Given records below:

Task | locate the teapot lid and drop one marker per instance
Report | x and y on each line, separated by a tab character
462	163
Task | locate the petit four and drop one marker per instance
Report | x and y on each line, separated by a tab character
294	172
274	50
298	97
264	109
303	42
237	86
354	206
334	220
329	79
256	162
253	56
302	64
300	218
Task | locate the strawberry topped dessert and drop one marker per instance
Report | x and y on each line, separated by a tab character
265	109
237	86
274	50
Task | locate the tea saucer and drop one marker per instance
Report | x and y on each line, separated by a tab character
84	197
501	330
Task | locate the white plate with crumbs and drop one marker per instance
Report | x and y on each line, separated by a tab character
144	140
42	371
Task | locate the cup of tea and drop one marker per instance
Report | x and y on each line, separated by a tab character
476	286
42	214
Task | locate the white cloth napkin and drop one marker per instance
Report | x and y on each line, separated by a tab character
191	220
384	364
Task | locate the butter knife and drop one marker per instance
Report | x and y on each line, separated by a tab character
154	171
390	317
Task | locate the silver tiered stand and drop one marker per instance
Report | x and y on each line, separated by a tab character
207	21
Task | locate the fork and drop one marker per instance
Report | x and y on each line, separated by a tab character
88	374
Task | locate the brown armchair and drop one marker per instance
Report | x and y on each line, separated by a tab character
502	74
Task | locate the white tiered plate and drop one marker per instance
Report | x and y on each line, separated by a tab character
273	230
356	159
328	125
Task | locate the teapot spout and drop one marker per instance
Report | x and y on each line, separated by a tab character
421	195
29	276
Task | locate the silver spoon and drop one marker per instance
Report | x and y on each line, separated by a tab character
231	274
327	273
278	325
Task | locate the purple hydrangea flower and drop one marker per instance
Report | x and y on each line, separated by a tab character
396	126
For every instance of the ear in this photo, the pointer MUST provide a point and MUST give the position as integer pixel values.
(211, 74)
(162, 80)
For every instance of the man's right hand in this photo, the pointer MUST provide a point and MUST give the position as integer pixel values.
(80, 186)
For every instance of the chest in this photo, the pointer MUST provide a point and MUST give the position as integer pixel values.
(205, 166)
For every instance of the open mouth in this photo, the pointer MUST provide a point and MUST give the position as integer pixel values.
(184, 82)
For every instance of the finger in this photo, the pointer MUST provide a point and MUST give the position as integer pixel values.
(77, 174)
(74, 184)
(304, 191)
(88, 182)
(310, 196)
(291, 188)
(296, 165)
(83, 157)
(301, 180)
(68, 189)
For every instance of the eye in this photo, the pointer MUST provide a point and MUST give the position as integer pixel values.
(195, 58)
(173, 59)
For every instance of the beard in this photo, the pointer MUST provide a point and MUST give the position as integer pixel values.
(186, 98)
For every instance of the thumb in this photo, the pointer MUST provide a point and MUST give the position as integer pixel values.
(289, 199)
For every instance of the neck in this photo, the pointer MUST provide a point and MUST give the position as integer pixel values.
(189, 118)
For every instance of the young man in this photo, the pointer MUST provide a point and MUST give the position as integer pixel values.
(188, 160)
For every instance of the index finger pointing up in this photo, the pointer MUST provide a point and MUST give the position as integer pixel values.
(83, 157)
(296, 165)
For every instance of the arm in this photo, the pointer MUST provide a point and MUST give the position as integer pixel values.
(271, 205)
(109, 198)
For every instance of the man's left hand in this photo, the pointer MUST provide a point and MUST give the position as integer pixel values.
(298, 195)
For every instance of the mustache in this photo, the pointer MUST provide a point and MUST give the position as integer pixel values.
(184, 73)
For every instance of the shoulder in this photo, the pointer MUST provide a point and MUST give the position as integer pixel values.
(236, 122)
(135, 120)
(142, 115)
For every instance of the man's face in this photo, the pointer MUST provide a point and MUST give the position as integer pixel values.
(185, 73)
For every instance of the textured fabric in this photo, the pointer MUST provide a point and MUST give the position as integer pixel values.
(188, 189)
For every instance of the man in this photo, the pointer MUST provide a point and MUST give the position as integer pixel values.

End of Given records.

_Work item_:
Wherever a line in the data above holds the word "tiered", copy that line.

_Expected output_:
Task | locate the silver tiered stand and drop one marker per instance
Task | locate the white tiered plate and drop one marker per instance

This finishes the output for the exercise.